◆ **WHAT YOU HAVE TO DO**
Exactly reproduce the lines from the one holding "Target: gray shingle roof" through the final line of the listing below, with both ends included and nothing else.

◆ **DATA FOR PROCESSING**
-=-=-

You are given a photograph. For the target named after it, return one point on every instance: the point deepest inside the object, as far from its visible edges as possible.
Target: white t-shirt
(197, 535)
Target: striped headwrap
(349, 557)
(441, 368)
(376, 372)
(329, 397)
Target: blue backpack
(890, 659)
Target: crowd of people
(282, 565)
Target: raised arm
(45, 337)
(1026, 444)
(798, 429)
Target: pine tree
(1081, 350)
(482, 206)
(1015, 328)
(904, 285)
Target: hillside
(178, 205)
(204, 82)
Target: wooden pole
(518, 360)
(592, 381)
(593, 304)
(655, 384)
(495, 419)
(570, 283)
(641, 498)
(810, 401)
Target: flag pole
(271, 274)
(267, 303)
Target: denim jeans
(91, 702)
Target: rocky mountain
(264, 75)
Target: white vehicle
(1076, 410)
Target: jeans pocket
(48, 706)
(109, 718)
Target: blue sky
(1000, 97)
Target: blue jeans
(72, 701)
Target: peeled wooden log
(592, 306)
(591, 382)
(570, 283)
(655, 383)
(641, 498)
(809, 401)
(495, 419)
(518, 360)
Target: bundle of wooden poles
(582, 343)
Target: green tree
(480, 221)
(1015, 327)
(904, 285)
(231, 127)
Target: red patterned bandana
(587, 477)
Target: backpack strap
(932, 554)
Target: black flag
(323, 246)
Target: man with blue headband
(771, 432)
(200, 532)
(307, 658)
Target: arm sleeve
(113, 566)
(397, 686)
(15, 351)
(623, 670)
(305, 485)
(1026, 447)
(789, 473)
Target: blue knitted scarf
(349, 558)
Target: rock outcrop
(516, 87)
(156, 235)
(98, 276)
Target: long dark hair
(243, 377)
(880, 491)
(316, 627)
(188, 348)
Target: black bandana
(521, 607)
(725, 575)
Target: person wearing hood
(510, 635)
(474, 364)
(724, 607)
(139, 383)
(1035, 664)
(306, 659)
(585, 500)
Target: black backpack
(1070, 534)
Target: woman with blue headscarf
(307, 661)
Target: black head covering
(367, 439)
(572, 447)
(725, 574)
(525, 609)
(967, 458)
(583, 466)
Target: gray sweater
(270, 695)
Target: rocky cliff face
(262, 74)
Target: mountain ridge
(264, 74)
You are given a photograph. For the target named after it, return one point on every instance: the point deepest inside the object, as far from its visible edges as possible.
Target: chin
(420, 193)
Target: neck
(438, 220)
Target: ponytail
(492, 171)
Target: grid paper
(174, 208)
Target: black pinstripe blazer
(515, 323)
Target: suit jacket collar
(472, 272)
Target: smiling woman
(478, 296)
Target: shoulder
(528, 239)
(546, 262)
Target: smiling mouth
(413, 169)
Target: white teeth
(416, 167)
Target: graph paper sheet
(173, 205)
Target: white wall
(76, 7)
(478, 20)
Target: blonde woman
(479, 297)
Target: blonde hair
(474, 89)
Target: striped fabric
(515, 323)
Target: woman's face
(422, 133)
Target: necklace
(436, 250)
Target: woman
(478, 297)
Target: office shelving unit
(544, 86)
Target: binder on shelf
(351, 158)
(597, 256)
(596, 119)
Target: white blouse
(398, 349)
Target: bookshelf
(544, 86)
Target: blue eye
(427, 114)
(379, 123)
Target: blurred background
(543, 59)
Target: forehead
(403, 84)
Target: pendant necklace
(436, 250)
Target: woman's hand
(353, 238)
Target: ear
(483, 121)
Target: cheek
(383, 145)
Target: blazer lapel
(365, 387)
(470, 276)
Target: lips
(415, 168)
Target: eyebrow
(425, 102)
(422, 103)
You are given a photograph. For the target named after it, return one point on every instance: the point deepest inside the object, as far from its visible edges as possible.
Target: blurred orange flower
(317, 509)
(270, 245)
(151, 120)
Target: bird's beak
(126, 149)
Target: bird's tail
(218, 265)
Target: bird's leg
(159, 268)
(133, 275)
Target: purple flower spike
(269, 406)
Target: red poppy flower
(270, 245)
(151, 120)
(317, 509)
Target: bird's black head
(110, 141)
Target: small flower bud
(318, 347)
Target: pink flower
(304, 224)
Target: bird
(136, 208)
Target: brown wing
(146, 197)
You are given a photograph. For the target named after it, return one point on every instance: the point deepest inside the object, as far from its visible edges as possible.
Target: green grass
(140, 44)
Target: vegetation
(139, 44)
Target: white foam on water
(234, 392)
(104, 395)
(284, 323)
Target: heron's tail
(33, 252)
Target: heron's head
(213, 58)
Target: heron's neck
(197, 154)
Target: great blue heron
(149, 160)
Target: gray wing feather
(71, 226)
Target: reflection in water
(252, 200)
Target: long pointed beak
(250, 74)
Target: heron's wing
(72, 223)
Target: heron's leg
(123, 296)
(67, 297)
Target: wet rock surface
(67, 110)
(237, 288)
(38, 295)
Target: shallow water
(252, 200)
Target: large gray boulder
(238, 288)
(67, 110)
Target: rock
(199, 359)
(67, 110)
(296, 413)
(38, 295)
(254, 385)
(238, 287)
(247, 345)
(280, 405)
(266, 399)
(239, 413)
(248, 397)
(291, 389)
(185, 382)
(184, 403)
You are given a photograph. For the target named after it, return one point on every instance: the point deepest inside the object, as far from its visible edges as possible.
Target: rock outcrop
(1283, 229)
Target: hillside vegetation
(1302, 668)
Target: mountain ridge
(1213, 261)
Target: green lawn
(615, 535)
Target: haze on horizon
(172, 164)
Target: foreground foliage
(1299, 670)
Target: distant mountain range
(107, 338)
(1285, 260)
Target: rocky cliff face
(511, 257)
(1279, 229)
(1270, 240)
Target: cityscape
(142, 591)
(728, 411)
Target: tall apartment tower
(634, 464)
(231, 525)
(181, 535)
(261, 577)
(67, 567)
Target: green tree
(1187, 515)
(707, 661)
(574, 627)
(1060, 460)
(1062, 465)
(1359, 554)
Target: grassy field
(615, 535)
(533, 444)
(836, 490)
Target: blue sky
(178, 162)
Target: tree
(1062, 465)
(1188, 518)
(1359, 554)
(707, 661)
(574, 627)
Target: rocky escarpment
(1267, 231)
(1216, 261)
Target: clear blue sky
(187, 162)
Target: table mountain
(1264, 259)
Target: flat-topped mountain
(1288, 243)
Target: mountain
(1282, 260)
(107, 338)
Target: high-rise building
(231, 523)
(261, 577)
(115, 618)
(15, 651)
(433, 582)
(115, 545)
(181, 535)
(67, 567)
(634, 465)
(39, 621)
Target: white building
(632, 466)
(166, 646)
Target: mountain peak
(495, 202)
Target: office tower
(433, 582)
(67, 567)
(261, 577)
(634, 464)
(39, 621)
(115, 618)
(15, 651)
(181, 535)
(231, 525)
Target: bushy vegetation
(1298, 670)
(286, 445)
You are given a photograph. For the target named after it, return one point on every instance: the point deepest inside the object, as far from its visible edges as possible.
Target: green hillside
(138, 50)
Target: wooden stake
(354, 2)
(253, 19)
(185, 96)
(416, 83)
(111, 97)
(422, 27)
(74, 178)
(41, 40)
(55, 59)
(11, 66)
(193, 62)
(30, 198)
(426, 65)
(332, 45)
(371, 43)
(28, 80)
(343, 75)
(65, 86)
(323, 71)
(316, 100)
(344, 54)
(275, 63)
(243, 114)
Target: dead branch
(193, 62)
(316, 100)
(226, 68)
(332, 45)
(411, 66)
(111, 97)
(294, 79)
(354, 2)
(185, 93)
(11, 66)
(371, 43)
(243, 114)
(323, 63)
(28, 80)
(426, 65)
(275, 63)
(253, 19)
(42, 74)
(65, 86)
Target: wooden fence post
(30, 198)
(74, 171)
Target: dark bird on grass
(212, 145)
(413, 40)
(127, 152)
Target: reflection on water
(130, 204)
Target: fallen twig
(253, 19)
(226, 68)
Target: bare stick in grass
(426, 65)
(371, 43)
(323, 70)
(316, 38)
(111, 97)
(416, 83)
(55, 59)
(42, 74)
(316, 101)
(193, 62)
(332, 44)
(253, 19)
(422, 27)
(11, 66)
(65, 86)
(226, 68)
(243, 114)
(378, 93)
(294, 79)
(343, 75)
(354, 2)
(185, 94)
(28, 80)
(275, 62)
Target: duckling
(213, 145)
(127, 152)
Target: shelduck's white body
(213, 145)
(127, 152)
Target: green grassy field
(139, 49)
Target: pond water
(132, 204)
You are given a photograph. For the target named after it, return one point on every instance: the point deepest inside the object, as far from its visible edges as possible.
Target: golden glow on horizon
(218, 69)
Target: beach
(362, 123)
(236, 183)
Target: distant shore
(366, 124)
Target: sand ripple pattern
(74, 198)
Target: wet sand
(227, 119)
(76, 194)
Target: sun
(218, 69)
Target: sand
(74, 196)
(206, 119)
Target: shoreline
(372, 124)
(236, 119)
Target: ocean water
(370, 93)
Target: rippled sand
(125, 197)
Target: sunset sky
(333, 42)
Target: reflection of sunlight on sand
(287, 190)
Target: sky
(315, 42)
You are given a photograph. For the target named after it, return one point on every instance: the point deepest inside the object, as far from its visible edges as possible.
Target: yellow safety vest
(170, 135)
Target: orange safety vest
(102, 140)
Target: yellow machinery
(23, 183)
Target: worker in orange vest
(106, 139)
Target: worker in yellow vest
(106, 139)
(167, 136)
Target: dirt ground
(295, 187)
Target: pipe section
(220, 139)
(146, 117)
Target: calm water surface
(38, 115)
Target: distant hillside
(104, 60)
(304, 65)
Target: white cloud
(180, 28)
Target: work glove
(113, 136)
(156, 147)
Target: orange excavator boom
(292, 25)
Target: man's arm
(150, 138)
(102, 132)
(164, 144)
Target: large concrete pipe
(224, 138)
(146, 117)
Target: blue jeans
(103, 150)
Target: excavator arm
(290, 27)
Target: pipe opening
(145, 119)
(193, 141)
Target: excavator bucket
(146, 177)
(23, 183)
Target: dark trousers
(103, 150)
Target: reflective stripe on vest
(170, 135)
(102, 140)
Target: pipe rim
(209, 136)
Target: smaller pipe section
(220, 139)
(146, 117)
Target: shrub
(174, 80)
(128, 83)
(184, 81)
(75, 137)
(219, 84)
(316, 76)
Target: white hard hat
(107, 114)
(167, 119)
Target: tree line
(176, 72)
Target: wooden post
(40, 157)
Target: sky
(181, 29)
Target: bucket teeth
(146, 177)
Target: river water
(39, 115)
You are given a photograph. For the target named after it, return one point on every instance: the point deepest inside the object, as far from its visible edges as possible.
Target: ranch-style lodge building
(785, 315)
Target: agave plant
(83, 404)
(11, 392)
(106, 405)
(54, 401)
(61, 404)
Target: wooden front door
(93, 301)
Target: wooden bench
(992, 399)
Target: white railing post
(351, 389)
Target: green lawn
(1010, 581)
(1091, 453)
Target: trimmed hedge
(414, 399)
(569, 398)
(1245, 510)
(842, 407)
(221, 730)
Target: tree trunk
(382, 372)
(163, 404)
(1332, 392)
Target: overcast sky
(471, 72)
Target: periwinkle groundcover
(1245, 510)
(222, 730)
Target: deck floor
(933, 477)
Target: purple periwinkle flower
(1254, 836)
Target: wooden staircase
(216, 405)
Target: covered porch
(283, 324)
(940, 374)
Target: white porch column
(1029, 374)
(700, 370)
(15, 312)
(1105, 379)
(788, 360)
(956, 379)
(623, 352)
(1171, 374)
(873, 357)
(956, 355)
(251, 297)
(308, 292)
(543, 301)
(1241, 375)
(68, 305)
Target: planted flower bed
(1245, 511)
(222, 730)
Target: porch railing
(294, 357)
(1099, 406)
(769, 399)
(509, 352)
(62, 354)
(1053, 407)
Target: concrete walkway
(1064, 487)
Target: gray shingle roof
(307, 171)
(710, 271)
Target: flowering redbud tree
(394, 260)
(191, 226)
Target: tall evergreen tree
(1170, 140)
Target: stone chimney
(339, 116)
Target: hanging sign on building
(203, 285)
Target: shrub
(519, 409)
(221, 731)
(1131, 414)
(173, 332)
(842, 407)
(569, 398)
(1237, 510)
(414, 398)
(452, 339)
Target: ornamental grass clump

-=-=-

◆ **COMPLETED EXERCISE**
Target: gray shingle roof
(307, 171)
(710, 271)
Target: flowering redbud tree
(394, 260)
(191, 226)
Target: tall evergreen tree
(1170, 140)
Target: stone chimney
(339, 116)
Target: hanging sign on building
(203, 285)
Target: shrub
(519, 409)
(221, 731)
(1131, 414)
(173, 332)
(842, 407)
(569, 398)
(1237, 510)
(414, 398)
(452, 339)
Target: ornamental grass clump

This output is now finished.